**PROBLEM DETAILS:**
Could you reproduce every entry below line for line, changing nothing?

**ENTRIES PROVIDED:**
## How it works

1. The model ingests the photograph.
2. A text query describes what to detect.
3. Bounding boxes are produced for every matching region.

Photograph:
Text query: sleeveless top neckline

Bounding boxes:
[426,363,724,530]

**FULL OUTPUT:**
## How it works

1. The model ingests the photograph.
2. A text query describes what to detect.
3. Bounding boxes are produced for every matching region.

Photograph:
Text query: sleeveless top neckline

Bounding boxes:
[426,363,724,530]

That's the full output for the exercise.